→ What this task involves: Could you print all of the data below again, exactly?

::::::::::

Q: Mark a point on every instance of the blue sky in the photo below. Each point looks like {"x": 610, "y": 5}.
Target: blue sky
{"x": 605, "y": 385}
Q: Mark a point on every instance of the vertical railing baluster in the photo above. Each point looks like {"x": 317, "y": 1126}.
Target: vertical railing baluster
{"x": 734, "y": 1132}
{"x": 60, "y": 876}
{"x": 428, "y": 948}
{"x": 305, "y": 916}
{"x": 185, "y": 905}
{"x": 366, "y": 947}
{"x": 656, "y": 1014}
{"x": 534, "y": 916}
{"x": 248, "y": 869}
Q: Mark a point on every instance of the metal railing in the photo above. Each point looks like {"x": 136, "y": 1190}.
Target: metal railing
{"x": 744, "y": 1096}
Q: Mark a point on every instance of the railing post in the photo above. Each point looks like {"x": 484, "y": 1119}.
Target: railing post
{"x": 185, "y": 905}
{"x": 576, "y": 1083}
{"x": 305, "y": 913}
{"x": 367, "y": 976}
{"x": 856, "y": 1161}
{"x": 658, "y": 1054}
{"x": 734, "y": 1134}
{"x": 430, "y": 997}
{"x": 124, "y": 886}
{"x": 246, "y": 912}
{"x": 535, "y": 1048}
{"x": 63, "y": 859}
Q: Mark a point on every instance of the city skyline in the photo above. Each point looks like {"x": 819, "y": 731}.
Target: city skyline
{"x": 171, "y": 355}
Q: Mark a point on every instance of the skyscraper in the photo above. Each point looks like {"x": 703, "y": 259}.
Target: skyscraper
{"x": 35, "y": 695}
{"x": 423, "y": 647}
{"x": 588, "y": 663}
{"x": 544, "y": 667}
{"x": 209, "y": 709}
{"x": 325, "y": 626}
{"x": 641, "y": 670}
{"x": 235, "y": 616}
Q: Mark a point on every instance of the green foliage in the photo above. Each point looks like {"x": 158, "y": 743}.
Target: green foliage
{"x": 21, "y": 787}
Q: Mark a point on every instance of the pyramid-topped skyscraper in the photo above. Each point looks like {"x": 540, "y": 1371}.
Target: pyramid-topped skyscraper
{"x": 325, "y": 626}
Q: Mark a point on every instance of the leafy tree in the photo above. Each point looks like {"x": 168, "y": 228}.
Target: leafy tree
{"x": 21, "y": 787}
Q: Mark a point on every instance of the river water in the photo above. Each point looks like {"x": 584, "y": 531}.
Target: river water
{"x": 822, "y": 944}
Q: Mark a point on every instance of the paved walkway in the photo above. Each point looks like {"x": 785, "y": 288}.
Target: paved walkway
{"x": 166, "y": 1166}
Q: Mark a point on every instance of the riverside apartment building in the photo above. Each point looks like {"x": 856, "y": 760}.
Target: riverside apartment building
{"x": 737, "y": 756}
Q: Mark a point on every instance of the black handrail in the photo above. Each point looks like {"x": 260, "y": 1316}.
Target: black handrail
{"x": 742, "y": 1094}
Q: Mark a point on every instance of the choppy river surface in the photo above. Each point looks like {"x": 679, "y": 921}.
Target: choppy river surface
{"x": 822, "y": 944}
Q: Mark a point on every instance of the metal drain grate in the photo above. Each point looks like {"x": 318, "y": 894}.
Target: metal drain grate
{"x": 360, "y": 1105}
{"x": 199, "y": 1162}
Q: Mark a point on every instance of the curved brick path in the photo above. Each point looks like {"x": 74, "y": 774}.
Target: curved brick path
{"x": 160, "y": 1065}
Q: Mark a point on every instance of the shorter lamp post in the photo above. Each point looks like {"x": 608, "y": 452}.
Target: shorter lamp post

::::::::::

→ Completed exercise:
Q: Mark a point on every instance of the blue sky in the photo below. Each point looks like {"x": 610, "y": 5}.
Target: blue sky
{"x": 605, "y": 385}
Q: Mark a point on every instance of the vertical railing baluster in the photo above. Each point looks like {"x": 317, "y": 1126}.
Target: vertical railing baluster
{"x": 734, "y": 1132}
{"x": 60, "y": 876}
{"x": 428, "y": 948}
{"x": 305, "y": 916}
{"x": 185, "y": 905}
{"x": 366, "y": 947}
{"x": 656, "y": 1014}
{"x": 534, "y": 916}
{"x": 248, "y": 869}
Q: Mark a point on every instance of the metal railing in the photo above. Each point looks like {"x": 136, "y": 1190}.
Target: metal railing
{"x": 744, "y": 1096}
Q: Mark a point on every instance of the railing post in the photo above. Each point looks like {"x": 484, "y": 1119}.
Target: railing post
{"x": 185, "y": 905}
{"x": 576, "y": 1083}
{"x": 305, "y": 913}
{"x": 367, "y": 976}
{"x": 856, "y": 1161}
{"x": 658, "y": 1054}
{"x": 734, "y": 1134}
{"x": 430, "y": 997}
{"x": 124, "y": 886}
{"x": 246, "y": 912}
{"x": 535, "y": 1048}
{"x": 63, "y": 859}
Q: Mark a point on every instance of the city skyline in the photo above. Each point looks like {"x": 819, "y": 731}.
Target: city skyline
{"x": 171, "y": 355}
Q: Mark a point on every instance of the skyscraper in the photo above. Each point looks like {"x": 703, "y": 259}.
Target: skyscraper
{"x": 35, "y": 695}
{"x": 423, "y": 647}
{"x": 588, "y": 663}
{"x": 544, "y": 667}
{"x": 209, "y": 709}
{"x": 325, "y": 626}
{"x": 641, "y": 670}
{"x": 235, "y": 616}
Q: Mark a point on every instance of the green foliage in the photo above. Each point looks like {"x": 158, "y": 743}.
Target: green foliage
{"x": 21, "y": 787}
Q: Mark a point on every instance of the pyramid-topped skyscraper in the photo above. Each point looks like {"x": 540, "y": 1371}.
Target: pyramid-topped skyscraper
{"x": 325, "y": 626}
Q: Mark a point on every instance of the leafy tree in the photo above. Each point looks like {"x": 168, "y": 228}.
Target: leafy tree
{"x": 21, "y": 787}
Q: Mark a point on every instance of the river water in the photo above. Each point looks like {"x": 584, "y": 531}.
Target: river water
{"x": 822, "y": 944}
Q: Mark a point on every instance of the paved walkway in the photo above. Each point looks like {"x": 785, "y": 288}.
Target: paved walkway
{"x": 166, "y": 1166}
Q: Mark a point on every instance of the riverside apartment building in the photo above. Each point looks like {"x": 856, "y": 760}.
Target: riverside apartment building
{"x": 737, "y": 756}
Q: Mark a point on every instance of the black handrail in the photo above. Each point looks like {"x": 260, "y": 1316}.
Target: black handrail
{"x": 742, "y": 1094}
Q: Mark a point on every instance of the choppy river surface in the photo above. Each point looks like {"x": 679, "y": 921}.
Target: choppy river surface
{"x": 822, "y": 944}
Q: Mark a point on every instance of the metal drain grate in the photo above. Each point looks like {"x": 318, "y": 894}.
Target: metal drain grate
{"x": 360, "y": 1105}
{"x": 199, "y": 1162}
Q: Mark a point on every instance of the curved brick path in the photo above. Each point looks like {"x": 74, "y": 774}.
Target: curved brick path
{"x": 160, "y": 1065}
Q: Mark a point on every instance of the shorter lamp post in the photo above. Each point looks like {"x": 608, "y": 452}.
Target: shorter lamp post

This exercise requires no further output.